**GIVEN PASSAGE**
^^^^^^^^
(Reuters) - An executive vice-president of Valeant Pharmaceuticals International Inc VRX.TO will leave the company, even as the Canadian drugmaker fends off criticism about management turnover from its takeover target Allergan Inc (AGN.N).
Executive vice-president and company group chairman Ryan Weldon will leave, Valeant confirmed late on Friday after inquiries by Reuters. Like Chief Executive Mike Pearson, Weldon previously worked for management consulting firm McKinsey & Co.
Valeant said Weldon’s departure was planned, and takes effect after it completes a $1.4 billion sale of several injectable treatments to Nestle SA NESN.VX. The sale was made to allay potential anti-trust concerns about Valeant’s takeover bid for Allergan.
“Although his leadership will be missed, the company has created and developed a strong management team and I am confident Ryan will assist us successfully through this transition period,” Pearson said in a statement.
Weldon called his six years at Valeant “extraordinary” and said it was a privilege to work with Pearson and the rest of the company.
Weldon exits as Allergan has criticized Valeant’s “significant management turnover” and accused the Laval, Quebec-based company of lacking the experience to manage complex global businesses.
In a May 27 investor presentation, Allergan said that of the current management team, only Pearson and general counsel Robert Chai-Onn were in executive officer positions three years ago.
Pearson answered that criticism and others the next day, in a 3-1/2 hour meeting with investors and analysts in New York.
^^^^^^^^
**WHAT THIS EXERCISE ASKS**
a) How would you render this sentence from the Valeant article in Spanish: "Weldon called his six years at Valeant “extraordinary” and said it was a privilege to work with Pearson and the rest of the company."
b) Can you write what comes next in the Valeant article, picking up right after its final sentence?
The material that comes after this article isn't needed for anything here.

**INFORMATION PROVIDED**
^^^^^^^^
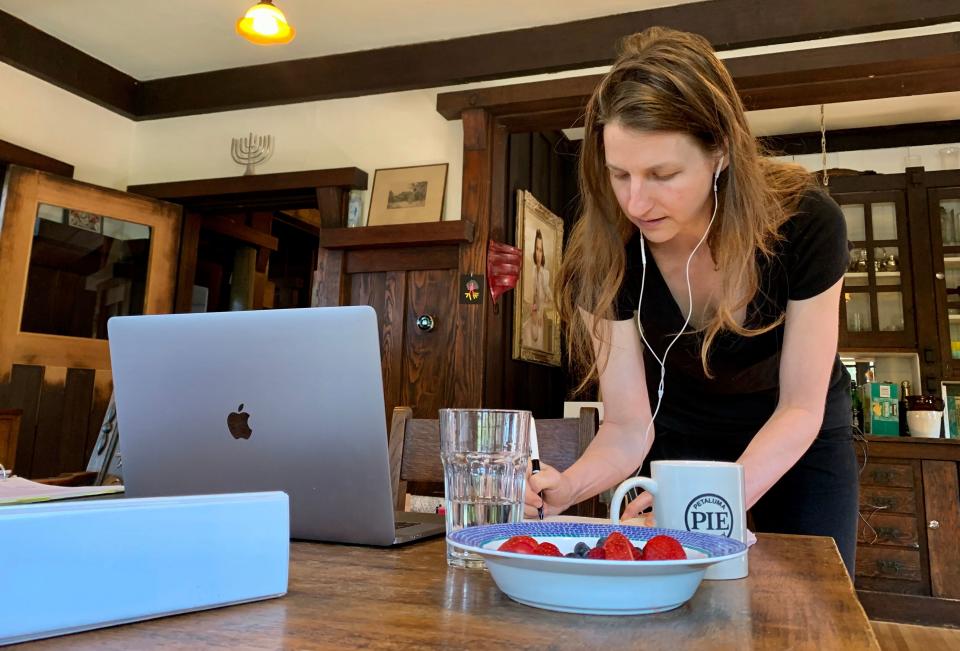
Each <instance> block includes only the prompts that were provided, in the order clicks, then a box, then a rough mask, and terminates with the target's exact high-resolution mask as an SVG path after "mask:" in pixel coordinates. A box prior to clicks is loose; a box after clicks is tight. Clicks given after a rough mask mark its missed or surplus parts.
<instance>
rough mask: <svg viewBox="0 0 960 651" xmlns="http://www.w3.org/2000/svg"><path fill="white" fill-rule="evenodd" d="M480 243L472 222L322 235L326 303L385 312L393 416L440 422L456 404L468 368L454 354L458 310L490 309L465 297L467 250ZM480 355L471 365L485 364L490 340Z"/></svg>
^^^^^^^^
**RESPONSES BY ITEM NUMBER**
a) Weldon calificó sus seis años en Valeant de «extraordinarios» y dijo que fue un privilegio trabajar con Pearson y con el resto de la empresa.

b)
“We make those changes through people that we bring in through our acquisitions, we go outside for key talent and we continue to look to upgrade the talent,” Pearson said. “We think this is a strength, not a weakness in terms of our business model.”
Valeant and its ally Pershing Square Capital Management - Allergan’s biggest shareholder - have offered to buy the Botox maker for $53 billion in cash and shares. Allergan has rejected the offer and refused to negotiate, leading Pershing to move toward replacing most of Allergan’s board at a special meeting.
Valeant’s Toronto-listed stock has fallen nine consecutive sessions, losing 12 percent since touching a three-week high on May 30, when it made its most recent revised offer for Allergan.
Talk circulated last week that ValueAct Capital Management, one of Valeant’s biggest shareholders, was selling its stock, but ValueAct was quoted by Bloomberg on Friday saying this was not true.
California-based Allergan has lost ground in seven of the last nine sessions.